- **SELECTION**:
Begin

PredM

Companion repository to the paper Enhancing Siamese Neural Networks through Expert Knowledge for Predictive Maintenance.
Please note, that the MS-SNNs approach is here referred to as CaseBasedSimilarity (CBS) and CNN2D + MAR is called cnn2dWithAddInput. The implementation of some components is based on the one presented in NeuralWarp (GitHub).

Supplementary Resources

The sub directory supplementary_resources of this repository contains additional information about the data sets used and the architecture of the CNN2D + MAR model.
An overview of all relevant conducted experiments
The detailed logs for each of those experiments
The raw data recorded with this simulation factory model used to generate the training and evaluation data sets.
The preprocessed data set we used for the evaluation.

Quick start guide: How to start the model?

Clone the repository
Download the preprocessed data set and move it to the data folder
Navigate to the neural_network folder and start the training and test procedure via python TrainAndTest.py > Log.txt

Requirements

Used python version: 3.6.X
Used packages: See requirements.txt

Hardware

CPU	2x 40x Intel Xeon Gold 6138 @ 2.00GHz
RAM	12 x 64 GB Micron DDR4
GPU	8 x NVIDIA Tesla V100 32 GB GPUs

General instructions for use

All settings can be adjusted in the script Configuration.py, whereby some rarely changed variables are stored in the file config.json, which is read in during the initialization.

End

- **EXERCISE TASK**: Copy the PredM repository page from "The sub directory" to "for the evaluation.", putting "trials" in place of "experiments".

- **ENTRIES PROVIDED**:
Begin

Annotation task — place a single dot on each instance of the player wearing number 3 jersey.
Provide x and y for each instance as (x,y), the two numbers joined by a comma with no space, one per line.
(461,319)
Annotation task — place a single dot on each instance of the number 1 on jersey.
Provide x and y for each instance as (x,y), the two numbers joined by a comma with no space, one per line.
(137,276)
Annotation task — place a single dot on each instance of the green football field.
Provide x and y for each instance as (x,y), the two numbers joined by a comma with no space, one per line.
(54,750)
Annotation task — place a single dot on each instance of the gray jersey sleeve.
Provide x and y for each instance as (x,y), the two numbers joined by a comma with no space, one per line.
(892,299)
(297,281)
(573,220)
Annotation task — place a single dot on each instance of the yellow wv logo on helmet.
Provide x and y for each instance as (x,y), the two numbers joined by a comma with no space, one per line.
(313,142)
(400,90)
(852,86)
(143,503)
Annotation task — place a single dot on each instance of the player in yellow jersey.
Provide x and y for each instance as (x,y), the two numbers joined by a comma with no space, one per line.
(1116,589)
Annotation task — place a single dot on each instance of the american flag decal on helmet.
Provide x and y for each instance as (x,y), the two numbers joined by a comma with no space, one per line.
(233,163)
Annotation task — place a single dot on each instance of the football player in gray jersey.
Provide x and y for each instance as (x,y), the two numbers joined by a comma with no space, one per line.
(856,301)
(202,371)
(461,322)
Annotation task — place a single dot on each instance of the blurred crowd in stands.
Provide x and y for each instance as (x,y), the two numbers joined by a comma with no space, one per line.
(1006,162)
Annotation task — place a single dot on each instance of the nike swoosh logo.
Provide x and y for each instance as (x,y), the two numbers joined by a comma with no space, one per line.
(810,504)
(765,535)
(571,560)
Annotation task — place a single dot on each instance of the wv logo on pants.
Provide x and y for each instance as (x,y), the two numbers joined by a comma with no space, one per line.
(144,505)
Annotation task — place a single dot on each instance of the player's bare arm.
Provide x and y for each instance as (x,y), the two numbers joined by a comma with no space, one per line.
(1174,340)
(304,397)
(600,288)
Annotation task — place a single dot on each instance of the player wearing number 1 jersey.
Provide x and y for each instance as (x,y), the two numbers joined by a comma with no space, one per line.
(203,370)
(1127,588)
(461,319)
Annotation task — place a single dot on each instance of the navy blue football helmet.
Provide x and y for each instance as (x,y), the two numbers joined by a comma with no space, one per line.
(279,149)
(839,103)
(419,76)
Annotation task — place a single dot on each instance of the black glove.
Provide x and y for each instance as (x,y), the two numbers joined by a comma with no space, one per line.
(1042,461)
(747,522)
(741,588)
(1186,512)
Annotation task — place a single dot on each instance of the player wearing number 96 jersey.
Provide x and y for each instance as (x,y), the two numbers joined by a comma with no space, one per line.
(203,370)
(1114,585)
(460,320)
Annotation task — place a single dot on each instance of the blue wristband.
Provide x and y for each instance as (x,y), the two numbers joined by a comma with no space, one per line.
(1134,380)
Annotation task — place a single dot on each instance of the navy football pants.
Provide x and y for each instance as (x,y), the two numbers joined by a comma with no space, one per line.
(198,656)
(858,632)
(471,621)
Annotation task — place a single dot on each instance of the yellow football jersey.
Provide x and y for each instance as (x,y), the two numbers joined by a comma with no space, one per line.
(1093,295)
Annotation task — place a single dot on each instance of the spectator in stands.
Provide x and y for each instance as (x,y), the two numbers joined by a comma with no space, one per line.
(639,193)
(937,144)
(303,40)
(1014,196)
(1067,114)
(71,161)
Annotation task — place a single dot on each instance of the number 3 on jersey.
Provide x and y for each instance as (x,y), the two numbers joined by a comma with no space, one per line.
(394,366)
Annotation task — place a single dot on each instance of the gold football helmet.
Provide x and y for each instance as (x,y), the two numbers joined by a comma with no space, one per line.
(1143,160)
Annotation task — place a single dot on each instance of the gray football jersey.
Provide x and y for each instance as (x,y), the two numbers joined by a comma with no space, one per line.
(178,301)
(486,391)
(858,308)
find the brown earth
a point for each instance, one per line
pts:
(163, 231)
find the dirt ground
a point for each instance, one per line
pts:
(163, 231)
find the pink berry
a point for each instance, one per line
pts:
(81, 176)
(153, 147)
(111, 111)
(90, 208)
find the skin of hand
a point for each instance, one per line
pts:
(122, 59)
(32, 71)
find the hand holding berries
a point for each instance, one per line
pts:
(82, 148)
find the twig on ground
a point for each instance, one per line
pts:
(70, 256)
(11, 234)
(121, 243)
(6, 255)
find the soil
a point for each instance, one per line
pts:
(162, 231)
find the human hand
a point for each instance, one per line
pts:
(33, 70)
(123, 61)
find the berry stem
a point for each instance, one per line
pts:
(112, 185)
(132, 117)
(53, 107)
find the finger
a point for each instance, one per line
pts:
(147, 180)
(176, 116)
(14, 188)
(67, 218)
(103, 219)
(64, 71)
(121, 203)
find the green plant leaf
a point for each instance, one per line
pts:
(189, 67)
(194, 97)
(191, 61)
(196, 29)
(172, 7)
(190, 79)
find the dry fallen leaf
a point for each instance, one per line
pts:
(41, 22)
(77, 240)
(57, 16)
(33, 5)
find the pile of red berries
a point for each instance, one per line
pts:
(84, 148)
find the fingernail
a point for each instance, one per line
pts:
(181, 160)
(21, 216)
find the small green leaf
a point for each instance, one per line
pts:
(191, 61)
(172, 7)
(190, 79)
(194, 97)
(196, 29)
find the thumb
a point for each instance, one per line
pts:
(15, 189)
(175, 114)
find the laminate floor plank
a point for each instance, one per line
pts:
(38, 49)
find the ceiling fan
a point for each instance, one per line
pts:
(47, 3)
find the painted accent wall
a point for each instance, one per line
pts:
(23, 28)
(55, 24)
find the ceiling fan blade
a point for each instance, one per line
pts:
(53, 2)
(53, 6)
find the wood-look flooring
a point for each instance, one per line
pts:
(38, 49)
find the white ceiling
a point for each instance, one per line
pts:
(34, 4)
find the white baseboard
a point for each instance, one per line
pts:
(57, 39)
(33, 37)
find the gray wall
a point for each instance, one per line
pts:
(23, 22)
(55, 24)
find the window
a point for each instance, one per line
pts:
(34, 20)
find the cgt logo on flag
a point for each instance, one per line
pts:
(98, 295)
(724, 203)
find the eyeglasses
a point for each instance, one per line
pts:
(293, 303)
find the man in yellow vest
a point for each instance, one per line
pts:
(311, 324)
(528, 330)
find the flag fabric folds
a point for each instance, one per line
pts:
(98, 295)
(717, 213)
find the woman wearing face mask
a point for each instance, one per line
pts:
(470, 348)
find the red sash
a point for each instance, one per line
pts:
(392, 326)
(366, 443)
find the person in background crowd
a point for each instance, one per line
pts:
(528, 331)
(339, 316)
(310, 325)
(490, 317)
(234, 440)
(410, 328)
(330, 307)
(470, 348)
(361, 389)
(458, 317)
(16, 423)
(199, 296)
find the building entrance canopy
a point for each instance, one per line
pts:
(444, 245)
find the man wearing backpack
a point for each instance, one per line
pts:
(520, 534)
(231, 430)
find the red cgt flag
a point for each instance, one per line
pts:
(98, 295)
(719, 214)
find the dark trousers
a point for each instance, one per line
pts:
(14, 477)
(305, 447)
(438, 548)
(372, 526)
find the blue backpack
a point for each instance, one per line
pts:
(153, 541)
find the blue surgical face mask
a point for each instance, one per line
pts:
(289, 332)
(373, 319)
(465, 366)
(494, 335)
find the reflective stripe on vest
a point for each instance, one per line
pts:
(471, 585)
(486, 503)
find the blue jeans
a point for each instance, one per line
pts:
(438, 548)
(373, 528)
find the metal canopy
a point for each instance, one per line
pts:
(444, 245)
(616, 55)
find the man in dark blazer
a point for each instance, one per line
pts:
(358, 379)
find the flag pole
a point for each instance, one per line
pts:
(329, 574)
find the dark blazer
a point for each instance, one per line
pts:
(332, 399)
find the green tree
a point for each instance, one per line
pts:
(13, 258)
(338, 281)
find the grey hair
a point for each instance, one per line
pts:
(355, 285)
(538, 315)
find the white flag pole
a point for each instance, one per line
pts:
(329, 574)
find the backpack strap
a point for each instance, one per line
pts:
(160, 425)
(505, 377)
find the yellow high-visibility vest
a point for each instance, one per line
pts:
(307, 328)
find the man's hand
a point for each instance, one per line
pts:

End

- **SOLUTION**:
The sub directory supplementary_resources of this repository contains additional information about the data sets used and the architecture of the CNN2D + MAR model.
An overview of all relevant conducted trials
The detailed logs for each of those trials
The raw data recorded with this simulation factory model used to generate the training and evaluation data sets.
The preprocessed data set we used for the evaluation.